→ **Stated goal**
Print all the entries verbatim.

→ **Data entries**
┌──

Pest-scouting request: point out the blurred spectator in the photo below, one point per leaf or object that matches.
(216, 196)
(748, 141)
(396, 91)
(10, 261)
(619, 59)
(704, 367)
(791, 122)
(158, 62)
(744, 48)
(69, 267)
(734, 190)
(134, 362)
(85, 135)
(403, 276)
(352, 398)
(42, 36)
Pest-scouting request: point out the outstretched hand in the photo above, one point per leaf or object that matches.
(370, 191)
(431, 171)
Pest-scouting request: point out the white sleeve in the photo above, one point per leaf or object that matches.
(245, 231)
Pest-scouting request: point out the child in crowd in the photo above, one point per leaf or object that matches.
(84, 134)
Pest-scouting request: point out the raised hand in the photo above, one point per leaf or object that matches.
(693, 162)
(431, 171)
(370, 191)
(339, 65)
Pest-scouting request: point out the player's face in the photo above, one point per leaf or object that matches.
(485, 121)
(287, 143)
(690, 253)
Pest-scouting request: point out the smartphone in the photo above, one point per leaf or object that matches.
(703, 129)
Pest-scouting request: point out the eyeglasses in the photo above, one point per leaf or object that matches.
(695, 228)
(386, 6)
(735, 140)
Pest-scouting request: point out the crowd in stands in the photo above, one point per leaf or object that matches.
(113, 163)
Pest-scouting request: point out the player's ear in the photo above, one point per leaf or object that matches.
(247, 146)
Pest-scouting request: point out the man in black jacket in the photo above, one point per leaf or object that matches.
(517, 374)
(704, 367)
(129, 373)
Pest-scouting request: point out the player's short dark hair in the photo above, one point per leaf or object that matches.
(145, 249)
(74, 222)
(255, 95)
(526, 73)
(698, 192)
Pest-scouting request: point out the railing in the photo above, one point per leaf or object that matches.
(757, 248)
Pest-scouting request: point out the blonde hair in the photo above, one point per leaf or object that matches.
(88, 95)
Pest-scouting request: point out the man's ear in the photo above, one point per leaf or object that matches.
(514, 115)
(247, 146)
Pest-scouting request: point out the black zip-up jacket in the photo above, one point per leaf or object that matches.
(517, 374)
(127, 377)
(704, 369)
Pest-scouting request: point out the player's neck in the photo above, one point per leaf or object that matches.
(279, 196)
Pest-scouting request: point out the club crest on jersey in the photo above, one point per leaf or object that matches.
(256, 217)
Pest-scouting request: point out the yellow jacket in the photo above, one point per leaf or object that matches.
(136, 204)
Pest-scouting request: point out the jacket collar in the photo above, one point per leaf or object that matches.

└──

→ **Task answer**
Pest-scouting request: point out the blurred spectator in the photo below, one point per leaf or object that matches.
(216, 196)
(748, 141)
(396, 91)
(10, 261)
(619, 59)
(704, 367)
(791, 122)
(158, 62)
(744, 48)
(69, 267)
(734, 190)
(134, 362)
(85, 135)
(403, 276)
(352, 398)
(42, 36)
Pest-scouting request: point out the outstretched hand in the photo above, one point per leaf or object that matches.
(370, 191)
(431, 171)
Pest-scouting request: point out the white sleeve in the photo above, one point per leaf or object that matches.
(245, 231)
Pest-scouting request: point out the child in crowd in the photo above, one point per leaf or object that matches.
(84, 134)
Pest-scouting request: point out the raised hand in the photo above, one point per leaf or object that matches.
(693, 162)
(431, 171)
(370, 191)
(339, 65)
Pest-scouting request: point out the player's face in the photo above, one point per leaf or object that matches.
(485, 121)
(287, 143)
(690, 253)
Pest-scouting request: point out the smartphone in the photo above, one point per leaf or object that matches.
(703, 129)
Pest-scouting request: point out the eyeglasses in the photo above, one point per leaf or object that matches.
(695, 228)
(386, 6)
(735, 140)
Pest-scouting request: point out the crowd in stands in the photo above, one point per leaf or object that matches.
(113, 163)
Pest-scouting request: point out the player's ear in the photo above, one point per leaf or object that matches.
(247, 146)
Pest-scouting request: point out the man in black jacket in the photo above, one point per leaf or object that matches.
(517, 374)
(704, 367)
(129, 373)
Pest-scouting request: point out the player's short dark hair in the photo above, one point per leaf or object that matches.
(145, 249)
(74, 222)
(255, 95)
(526, 73)
(698, 192)
Pest-scouting request: point out the railing in the photo above, one point per leaf or object that matches.
(757, 248)
Pest-scouting request: point out the blonde hair in the photo above, one point per leaf or object that matches.
(88, 95)
Pest-scouting request: point out the man's ear in the photo above, one point per leaf or object that matches.
(514, 115)
(247, 146)
Pest-scouting request: point out the black zip-up jacket in the photo above, one point per leaf or object that matches.
(517, 374)
(127, 377)
(704, 369)
Pest-scouting request: point out the player's neck in the photo above, one point per leaf or object that matches.
(279, 196)
Pest-scouting request: point out the club crest on jersey in the photo above, one point per leaf or object that matches.
(256, 217)
Pest-scouting request: point out the yellow jacket in the photo above, one point per leaf or object that matches.
(136, 204)
Pest-scouting request: point out the jacket collar in the photo above, one point per leaf or object that matches.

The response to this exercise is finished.